• Task goal
Reproduce the records below, changing each "Isolate" to "Locate" and leaving everything else untouched.

┄┄┄┄┄┄┄┄┄┄┄┄┄┄┄┄┄┄┄┄

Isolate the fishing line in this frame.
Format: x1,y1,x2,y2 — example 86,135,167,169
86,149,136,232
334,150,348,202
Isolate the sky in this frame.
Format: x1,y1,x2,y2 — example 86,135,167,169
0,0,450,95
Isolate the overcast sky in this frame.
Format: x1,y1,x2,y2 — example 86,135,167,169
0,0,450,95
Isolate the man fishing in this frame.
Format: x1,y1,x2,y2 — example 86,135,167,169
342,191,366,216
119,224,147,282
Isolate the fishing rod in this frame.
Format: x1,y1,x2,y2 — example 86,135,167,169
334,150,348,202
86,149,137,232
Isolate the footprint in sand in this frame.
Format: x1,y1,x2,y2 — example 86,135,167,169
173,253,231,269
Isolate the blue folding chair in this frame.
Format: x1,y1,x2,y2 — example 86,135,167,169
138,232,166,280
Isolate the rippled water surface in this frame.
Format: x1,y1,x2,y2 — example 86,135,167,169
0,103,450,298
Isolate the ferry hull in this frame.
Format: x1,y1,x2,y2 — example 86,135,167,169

┄┄┄┄┄┄┄┄┄┄┄┄┄┄┄┄┄┄┄┄

• Answer to the exercise
Locate the fishing line in this frame.
Format: x1,y1,x2,y2 — example 86,135,167,169
86,149,136,232
334,150,348,202
Locate the sky in this frame.
Format: x1,y1,x2,y2 — example 86,135,167,169
0,0,450,95
Locate the overcast sky in this frame.
Format: x1,y1,x2,y2 — example 86,135,167,169
0,0,450,95
Locate the man fishing in this frame.
Format: x1,y1,x2,y2 — example 86,135,167,169
342,191,366,216
119,224,147,282
Locate the fishing rod in this frame.
Format: x1,y1,x2,y2 — example 86,135,167,169
334,150,348,202
86,149,137,232
Locate the footprint in sand in this frame.
Format: x1,y1,x2,y2 — example 86,135,167,169
173,253,231,269
Locate the blue folding chair in this frame.
Format: x1,y1,x2,y2 — example 86,135,167,169
138,232,166,280
Locate the rippled water surface in this frame.
Format: x1,y1,x2,y2 — example 86,135,167,169
0,103,450,298
Locate the ferry hull in this frame.
Format: x1,y1,x2,y2 — example 86,135,167,169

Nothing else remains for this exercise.